TASKS ::
a – Please quote the stretch of the Evangelina Carrozzo text from "Carrozzo became involved" through "plan her actions.", word for word.
b – According to the Evangelina Carrozzo text, how did Carrozzo get into the Presidential meeting?

GIVEN TEXT ::
Argentine model, beauty queen and dancer

Evangelina Carrozzo (born 1980) is an Argentine model, beauty queen and dancer. She gained international attention for her actions during an international Presidential summit held on May 12, 2006.

==Childhood==
Evangelina Carrozzo grew up in Gualeguaychú, Entre Ríos, Argentina (a town that borders with Uruguay).

==May 12 events==
Carrozzo had won the regional queen of Guayleguaychú title months before she participated in the international Presidents' reunion. At the time, a controversy was heating up between Argentina and Uruguay as Uruguayan paper factories had set foot near Gualeguaychu, and Gualeguaychu residents were growing impatient at the situation. As weeks progressed, the situation gained international attention.

Carrozzo became involved with Greenpeace, and the association allegedly sponsored her on her trip to Vienna, with a presscard to bring along. She had 15 days to plan her actions.

Carrozzo was able to get into the Presidential meeting by posing as a news reporter. Once inside the building where the meeting was being held, she went into a corner, began stripping her clothes and ran in front of the Presidents as a group picture was about to be taken. By the time the photo was taken, Carrozzo was in front of the Presidents, wearing a bikini and waving a message against the Uruguayan paper factories. She was quickly, but peacefully, retired from the place by security staff. Venezuelan President Hugo Chávez, whom she described as "sociable", allegedly blew a kiss at her.

However, Carrozzo was described by the Uruguayan media as a "bad example of Rioplatense culture".

Stored items ::
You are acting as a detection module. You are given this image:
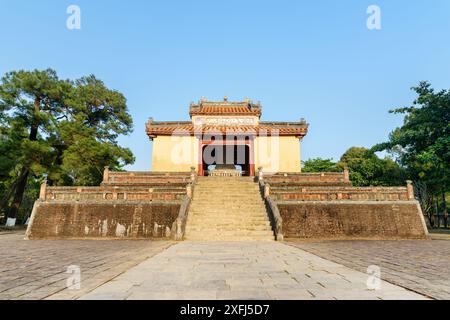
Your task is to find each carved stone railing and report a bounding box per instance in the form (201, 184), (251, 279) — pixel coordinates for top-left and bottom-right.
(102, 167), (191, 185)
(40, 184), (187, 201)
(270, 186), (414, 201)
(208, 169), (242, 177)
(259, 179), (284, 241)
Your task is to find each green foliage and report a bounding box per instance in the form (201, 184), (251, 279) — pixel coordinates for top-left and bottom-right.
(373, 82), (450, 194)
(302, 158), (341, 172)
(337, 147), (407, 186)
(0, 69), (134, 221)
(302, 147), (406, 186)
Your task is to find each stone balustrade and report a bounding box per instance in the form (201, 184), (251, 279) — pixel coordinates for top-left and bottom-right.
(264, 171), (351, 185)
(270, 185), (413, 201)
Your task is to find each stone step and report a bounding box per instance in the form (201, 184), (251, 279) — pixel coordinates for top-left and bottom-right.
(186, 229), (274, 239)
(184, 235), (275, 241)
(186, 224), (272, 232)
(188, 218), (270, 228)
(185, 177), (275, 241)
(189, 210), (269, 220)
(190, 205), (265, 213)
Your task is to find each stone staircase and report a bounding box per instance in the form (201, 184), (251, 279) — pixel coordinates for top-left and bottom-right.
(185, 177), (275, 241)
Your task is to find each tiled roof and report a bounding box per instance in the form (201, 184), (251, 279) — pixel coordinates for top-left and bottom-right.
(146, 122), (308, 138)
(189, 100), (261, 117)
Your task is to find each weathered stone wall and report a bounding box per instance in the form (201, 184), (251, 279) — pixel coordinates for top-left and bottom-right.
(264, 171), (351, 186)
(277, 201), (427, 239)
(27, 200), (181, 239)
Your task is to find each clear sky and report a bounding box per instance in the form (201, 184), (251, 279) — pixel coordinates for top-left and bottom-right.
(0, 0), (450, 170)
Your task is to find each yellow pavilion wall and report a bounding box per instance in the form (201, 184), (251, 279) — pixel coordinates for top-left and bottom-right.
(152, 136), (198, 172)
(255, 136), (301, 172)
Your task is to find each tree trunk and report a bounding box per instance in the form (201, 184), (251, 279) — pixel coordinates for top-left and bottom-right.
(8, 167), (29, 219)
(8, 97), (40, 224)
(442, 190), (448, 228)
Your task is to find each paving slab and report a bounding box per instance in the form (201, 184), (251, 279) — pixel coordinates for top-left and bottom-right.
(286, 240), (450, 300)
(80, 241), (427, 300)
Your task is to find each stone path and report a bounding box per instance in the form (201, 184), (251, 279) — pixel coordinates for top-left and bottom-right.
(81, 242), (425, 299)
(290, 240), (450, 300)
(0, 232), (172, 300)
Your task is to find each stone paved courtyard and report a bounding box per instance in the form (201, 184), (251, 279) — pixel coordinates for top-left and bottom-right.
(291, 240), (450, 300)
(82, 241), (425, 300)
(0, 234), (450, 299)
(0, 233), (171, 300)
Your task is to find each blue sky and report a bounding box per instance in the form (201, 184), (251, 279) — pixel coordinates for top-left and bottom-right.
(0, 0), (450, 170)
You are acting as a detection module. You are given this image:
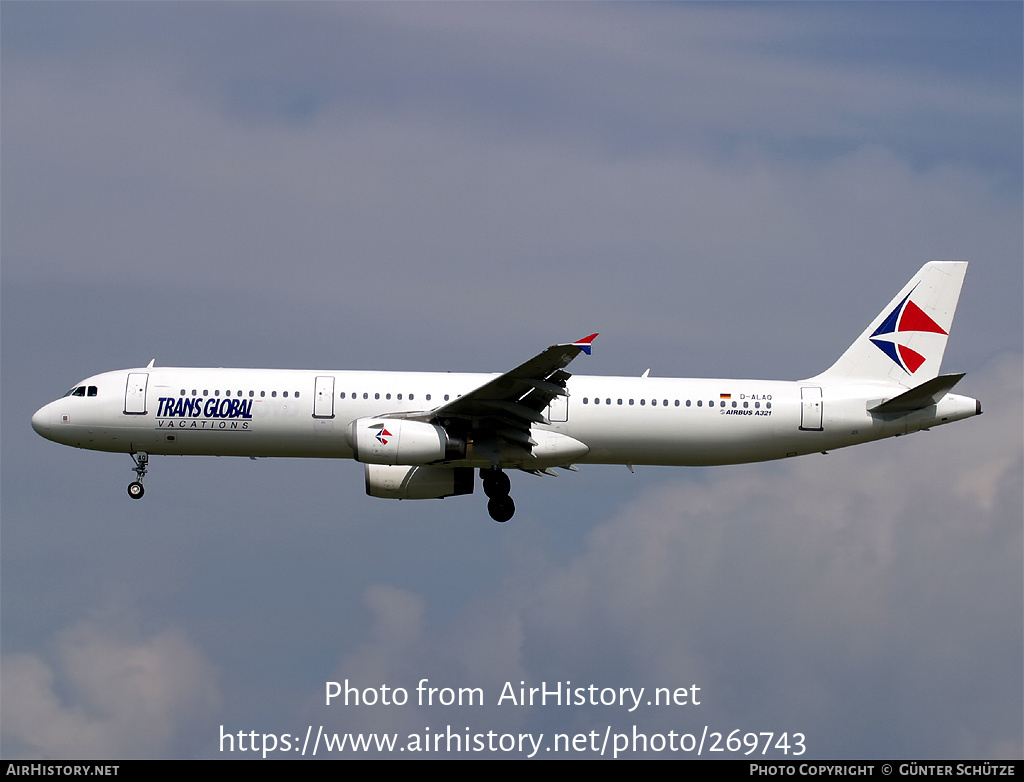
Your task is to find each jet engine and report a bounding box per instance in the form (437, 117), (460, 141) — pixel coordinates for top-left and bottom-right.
* * *
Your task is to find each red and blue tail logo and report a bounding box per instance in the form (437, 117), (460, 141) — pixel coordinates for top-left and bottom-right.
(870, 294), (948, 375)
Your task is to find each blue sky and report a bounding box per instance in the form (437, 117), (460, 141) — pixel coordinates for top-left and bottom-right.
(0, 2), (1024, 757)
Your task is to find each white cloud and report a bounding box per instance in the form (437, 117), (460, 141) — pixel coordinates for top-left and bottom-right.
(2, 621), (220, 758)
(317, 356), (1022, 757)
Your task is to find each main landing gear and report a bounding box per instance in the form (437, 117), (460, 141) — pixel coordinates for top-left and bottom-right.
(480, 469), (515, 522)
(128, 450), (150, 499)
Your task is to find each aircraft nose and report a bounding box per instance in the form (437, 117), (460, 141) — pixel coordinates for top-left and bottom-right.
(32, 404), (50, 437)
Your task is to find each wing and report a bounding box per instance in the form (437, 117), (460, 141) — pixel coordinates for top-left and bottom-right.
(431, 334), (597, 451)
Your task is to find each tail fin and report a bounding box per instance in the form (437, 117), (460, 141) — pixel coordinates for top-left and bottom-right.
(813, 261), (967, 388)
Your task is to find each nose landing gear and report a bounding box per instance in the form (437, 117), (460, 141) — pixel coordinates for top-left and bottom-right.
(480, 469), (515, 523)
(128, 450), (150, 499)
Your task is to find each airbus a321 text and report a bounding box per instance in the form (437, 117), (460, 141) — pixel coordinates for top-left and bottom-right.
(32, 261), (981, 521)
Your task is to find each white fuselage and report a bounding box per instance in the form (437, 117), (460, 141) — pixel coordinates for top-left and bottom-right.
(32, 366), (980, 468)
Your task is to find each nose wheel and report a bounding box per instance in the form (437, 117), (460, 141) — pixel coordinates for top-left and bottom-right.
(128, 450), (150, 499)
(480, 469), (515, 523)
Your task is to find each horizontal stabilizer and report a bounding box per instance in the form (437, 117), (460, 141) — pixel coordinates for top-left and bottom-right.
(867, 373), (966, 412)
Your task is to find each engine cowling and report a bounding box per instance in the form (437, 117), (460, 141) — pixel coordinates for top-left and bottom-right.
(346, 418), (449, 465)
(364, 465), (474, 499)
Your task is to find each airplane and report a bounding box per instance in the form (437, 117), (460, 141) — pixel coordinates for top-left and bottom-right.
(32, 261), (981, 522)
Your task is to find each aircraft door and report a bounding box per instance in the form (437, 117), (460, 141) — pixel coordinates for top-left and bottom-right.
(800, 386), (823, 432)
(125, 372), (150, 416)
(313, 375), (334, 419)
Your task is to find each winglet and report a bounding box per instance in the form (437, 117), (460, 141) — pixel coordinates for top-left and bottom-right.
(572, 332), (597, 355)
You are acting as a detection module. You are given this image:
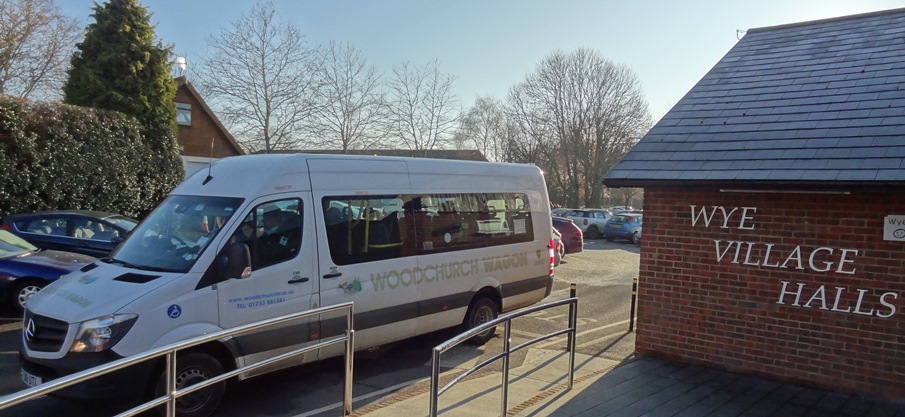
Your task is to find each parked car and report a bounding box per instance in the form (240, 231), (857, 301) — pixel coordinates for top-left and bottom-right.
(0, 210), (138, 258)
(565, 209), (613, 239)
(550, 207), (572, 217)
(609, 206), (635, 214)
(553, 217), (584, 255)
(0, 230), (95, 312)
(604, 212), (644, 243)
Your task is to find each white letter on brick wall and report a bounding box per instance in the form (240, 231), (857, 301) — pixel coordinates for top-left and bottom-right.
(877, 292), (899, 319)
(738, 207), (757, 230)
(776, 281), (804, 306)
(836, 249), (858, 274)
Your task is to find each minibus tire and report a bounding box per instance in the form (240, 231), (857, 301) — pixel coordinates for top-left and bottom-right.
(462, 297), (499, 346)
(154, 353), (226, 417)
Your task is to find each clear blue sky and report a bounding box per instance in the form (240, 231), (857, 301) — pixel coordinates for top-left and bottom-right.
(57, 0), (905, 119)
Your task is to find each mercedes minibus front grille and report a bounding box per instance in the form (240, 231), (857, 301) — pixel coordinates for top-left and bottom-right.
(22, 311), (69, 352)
* * *
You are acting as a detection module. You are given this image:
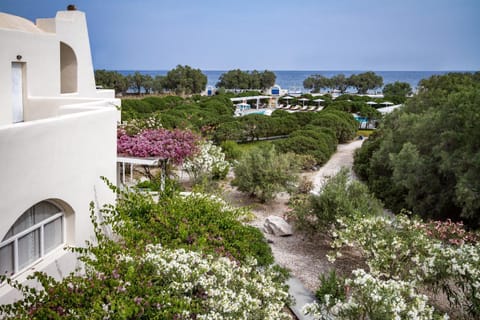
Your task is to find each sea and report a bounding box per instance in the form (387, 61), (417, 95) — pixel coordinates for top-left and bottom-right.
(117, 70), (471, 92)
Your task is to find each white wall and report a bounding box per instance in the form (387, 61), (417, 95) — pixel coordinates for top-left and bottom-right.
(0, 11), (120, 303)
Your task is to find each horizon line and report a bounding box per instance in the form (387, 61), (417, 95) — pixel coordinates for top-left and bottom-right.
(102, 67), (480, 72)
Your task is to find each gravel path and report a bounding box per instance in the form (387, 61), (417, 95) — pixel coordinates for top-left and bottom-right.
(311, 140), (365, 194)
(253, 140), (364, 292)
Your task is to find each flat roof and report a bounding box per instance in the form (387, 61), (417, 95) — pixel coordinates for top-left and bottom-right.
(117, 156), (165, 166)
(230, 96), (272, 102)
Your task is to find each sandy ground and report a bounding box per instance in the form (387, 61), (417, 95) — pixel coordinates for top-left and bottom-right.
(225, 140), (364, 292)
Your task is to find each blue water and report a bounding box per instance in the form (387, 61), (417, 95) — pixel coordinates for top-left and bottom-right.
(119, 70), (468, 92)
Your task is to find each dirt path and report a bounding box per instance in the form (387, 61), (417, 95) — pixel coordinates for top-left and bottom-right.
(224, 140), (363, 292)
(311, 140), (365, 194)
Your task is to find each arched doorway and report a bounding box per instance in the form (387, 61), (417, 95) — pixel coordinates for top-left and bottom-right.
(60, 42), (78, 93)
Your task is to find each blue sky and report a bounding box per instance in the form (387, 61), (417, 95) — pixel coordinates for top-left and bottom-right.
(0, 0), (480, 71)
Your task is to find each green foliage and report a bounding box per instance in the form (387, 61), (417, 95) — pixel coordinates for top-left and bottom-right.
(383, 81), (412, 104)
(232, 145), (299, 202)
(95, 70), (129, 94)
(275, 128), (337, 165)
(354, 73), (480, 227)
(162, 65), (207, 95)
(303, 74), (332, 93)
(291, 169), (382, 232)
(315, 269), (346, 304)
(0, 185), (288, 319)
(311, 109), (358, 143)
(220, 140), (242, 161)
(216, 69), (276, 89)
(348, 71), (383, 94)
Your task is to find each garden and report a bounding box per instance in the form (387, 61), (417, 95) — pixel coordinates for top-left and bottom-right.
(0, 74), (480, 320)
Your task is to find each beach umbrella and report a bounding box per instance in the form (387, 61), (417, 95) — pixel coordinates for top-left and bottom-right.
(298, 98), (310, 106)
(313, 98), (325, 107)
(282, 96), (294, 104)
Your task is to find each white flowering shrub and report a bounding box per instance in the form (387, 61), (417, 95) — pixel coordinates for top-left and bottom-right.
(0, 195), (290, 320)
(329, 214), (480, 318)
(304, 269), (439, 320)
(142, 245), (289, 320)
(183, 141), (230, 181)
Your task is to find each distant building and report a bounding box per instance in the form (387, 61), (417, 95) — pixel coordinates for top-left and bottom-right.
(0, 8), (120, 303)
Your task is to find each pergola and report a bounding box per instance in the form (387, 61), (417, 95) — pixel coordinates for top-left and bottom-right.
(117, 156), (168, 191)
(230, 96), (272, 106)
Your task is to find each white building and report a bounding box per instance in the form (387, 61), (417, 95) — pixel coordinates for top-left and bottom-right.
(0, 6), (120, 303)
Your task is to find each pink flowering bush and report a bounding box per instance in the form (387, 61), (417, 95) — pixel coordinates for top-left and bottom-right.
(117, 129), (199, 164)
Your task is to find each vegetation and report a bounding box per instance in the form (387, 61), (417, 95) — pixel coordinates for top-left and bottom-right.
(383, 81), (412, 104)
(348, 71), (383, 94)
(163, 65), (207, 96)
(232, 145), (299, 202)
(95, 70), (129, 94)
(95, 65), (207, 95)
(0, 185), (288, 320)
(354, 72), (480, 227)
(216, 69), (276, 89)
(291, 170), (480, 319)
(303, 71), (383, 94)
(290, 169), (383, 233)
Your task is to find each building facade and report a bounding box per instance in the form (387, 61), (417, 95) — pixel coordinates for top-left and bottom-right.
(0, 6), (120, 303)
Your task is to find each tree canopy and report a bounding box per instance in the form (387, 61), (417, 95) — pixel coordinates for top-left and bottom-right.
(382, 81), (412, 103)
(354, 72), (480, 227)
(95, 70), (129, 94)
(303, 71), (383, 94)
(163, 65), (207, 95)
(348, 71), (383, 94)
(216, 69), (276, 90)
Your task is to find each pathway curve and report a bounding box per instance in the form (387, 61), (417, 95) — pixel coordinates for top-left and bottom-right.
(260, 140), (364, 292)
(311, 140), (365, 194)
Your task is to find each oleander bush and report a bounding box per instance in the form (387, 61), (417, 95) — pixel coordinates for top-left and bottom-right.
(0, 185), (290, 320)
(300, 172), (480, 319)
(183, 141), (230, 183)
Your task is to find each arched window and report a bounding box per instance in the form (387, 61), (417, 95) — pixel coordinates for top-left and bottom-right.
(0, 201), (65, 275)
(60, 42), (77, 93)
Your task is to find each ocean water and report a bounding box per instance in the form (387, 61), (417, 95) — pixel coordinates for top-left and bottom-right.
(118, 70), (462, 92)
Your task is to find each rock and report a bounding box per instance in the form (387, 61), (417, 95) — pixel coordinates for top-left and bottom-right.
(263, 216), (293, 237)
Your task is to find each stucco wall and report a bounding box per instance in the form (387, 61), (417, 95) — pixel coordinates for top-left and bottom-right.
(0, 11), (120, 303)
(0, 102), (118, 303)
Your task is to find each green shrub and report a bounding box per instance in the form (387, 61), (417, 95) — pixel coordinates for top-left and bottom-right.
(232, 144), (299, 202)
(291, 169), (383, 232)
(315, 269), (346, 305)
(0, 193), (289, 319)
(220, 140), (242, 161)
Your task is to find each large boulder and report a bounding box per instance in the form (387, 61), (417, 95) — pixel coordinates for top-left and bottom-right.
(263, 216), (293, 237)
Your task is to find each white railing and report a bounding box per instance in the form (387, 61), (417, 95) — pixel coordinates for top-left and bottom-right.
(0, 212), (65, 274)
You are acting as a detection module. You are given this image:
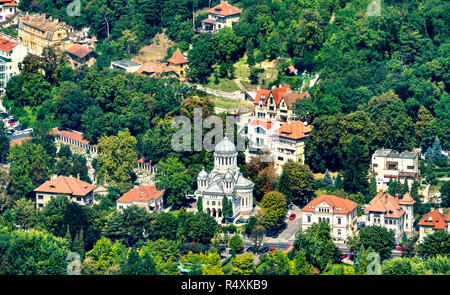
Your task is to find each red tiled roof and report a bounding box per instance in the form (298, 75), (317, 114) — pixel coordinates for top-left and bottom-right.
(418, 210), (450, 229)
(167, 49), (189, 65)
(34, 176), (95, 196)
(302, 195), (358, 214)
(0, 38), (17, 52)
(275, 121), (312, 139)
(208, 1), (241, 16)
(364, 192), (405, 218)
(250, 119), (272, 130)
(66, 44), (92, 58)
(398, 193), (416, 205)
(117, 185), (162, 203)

OUTPUTS BY TASK ::
a –
Carrozzo became involved with Greenpeace, and the association allegedly sponsored her on her trip to Vienna, with a presscard to bring along. She had 15 days to plan her actions.

b – She posed as a news reporter.